*DESCRIPTION OF THE TASK*.
Gather every line of the entries below that contains the string "pier". Case matters.
++++++++++
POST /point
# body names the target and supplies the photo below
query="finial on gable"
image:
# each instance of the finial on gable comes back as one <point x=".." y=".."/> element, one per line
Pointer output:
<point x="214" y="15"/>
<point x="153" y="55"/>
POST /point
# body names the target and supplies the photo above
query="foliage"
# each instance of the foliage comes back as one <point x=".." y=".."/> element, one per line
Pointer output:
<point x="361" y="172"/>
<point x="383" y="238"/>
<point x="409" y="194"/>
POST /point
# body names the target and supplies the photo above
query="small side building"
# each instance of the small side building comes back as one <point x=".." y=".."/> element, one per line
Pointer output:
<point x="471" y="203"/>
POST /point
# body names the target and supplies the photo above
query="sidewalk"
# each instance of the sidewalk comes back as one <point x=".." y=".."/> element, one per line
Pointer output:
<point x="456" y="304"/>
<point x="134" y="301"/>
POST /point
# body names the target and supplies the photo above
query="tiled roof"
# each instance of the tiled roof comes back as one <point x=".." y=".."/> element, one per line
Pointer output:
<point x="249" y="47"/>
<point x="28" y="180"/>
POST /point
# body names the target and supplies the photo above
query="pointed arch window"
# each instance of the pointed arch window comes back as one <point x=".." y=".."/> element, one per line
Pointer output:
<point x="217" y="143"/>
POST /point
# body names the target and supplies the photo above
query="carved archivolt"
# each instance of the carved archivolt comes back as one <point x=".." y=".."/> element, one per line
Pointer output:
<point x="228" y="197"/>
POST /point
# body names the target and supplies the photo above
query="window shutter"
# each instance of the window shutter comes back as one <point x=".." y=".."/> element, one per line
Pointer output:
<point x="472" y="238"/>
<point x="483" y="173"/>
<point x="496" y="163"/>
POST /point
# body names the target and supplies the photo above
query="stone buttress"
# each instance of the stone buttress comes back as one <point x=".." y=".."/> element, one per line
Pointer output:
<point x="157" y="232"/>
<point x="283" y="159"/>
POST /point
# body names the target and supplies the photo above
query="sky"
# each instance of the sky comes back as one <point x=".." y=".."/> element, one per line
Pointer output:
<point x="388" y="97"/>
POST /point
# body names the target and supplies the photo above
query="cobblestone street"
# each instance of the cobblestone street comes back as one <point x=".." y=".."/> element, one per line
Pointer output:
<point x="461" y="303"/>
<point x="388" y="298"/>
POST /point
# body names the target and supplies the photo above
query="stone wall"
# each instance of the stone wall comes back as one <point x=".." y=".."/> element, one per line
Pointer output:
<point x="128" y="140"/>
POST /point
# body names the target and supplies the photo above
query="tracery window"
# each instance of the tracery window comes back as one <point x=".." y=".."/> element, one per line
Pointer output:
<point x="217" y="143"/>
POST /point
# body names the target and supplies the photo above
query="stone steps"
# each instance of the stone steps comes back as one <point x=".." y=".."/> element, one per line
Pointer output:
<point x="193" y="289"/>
++++++++++
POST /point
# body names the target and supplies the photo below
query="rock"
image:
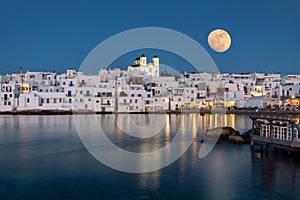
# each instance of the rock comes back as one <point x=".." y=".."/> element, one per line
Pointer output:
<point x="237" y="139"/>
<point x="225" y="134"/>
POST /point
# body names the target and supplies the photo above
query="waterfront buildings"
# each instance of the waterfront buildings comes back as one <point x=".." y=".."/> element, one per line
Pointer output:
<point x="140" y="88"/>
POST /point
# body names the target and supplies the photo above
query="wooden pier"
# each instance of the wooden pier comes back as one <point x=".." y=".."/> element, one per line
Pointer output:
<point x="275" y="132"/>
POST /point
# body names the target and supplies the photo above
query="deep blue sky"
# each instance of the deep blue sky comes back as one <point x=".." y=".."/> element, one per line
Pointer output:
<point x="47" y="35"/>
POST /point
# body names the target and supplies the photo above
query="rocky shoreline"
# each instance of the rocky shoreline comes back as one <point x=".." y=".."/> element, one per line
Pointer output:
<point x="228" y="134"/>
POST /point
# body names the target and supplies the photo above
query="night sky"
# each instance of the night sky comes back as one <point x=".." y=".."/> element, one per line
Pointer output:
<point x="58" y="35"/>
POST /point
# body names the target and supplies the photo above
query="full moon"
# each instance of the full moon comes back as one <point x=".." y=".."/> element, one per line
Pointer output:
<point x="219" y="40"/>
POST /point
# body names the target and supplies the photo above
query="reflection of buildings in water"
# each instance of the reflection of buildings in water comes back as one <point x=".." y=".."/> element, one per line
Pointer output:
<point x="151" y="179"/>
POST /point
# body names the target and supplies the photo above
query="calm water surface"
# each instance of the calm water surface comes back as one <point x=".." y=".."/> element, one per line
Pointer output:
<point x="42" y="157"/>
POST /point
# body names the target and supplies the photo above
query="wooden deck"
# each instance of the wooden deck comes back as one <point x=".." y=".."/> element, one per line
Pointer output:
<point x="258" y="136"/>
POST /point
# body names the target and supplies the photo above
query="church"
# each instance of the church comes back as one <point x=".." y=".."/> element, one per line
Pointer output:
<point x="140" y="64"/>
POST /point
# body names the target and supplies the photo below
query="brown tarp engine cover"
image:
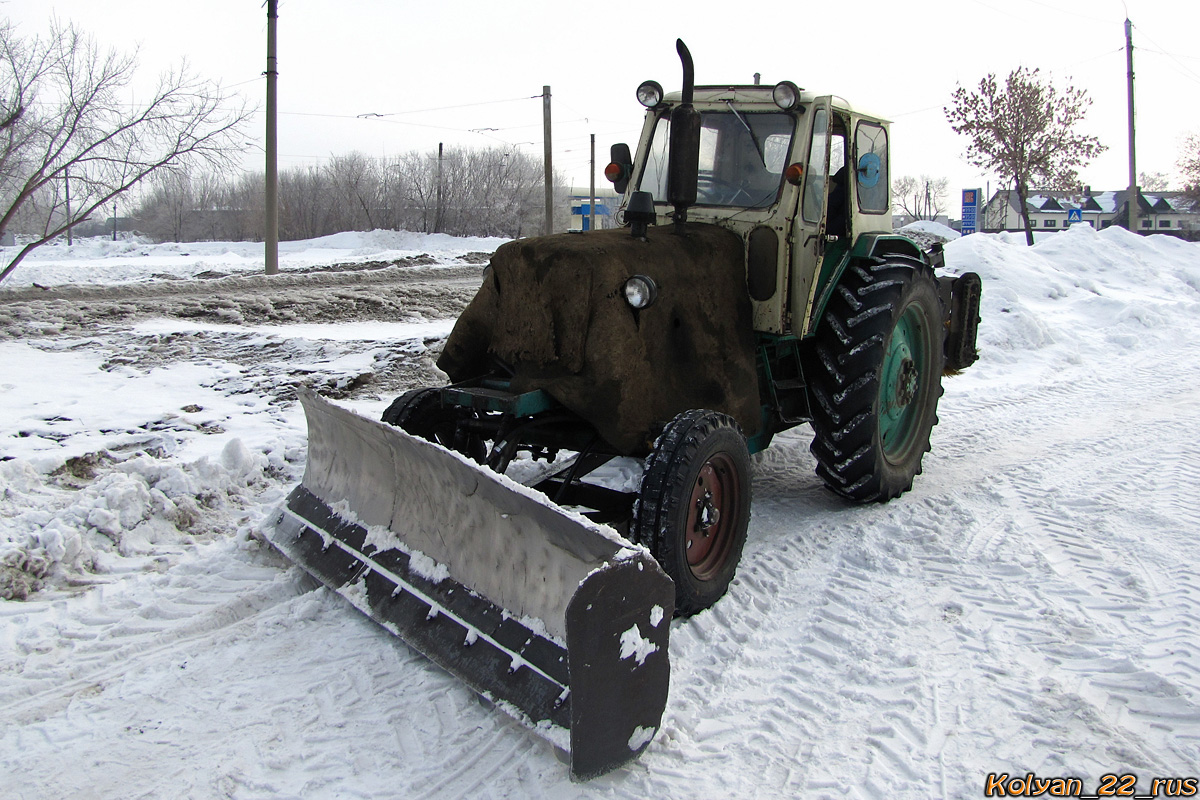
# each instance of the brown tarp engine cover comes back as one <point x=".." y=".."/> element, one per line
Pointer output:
++++++++++
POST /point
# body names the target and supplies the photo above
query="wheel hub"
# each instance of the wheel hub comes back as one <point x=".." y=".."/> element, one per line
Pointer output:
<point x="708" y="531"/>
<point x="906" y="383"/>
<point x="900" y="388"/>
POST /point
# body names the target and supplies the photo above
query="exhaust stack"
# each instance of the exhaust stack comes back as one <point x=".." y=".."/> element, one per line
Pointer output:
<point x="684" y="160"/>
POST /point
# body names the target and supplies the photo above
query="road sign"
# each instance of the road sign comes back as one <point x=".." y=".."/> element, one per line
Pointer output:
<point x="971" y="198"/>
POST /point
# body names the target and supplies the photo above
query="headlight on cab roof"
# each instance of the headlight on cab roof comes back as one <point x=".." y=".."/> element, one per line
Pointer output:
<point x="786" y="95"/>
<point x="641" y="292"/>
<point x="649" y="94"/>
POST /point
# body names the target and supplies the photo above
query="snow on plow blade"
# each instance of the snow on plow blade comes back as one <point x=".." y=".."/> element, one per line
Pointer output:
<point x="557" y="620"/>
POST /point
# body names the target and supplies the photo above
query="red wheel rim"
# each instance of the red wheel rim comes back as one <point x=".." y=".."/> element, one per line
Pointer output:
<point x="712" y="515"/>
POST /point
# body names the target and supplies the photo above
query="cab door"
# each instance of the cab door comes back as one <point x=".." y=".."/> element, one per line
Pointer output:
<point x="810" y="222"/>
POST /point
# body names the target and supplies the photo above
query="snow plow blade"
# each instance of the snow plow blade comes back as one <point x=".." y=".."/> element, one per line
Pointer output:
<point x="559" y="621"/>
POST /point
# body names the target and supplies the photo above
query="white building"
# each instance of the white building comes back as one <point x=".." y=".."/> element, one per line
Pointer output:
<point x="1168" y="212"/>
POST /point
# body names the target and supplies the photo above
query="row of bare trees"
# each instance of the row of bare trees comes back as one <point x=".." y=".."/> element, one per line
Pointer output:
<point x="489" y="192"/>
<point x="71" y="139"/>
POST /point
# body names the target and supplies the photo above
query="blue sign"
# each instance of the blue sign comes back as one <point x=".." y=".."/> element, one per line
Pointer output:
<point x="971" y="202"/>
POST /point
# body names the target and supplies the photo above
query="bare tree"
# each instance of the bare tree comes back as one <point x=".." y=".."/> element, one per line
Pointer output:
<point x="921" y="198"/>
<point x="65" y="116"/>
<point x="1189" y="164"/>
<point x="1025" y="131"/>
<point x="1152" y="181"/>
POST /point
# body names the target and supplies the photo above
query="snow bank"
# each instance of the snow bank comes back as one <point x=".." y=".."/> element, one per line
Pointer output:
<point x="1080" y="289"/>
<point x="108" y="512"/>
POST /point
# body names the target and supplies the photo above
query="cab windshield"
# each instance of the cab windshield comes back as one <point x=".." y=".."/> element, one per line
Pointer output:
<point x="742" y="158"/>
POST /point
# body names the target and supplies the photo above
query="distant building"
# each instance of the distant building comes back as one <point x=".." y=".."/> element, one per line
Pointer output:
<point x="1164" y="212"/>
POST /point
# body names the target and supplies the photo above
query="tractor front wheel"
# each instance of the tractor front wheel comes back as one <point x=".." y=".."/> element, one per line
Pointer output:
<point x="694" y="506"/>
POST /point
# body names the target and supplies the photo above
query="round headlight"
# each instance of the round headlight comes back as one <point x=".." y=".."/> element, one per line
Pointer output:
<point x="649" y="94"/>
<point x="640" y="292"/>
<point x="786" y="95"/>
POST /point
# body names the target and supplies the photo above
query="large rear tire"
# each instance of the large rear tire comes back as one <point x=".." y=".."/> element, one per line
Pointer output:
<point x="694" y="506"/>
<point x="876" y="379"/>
++++++++++
*ANSWER BELOW*.
query="wooden pier"
# each instance of the wooden pier comes back as one <point x=".." y=".."/> element, one per line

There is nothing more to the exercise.